■ Work instructions ■
Give back the listing underneath, unchanged and complete.

Top of Given data

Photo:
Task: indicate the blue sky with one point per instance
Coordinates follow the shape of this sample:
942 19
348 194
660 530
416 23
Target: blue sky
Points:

Bottom of Given data

■ Solution to this problem ■
Photo:
Task: indicate the blue sky with one point per instance
Coordinates follow the shape of this sample:
942 19
348 194
660 530
416 23
Target: blue sky
Points:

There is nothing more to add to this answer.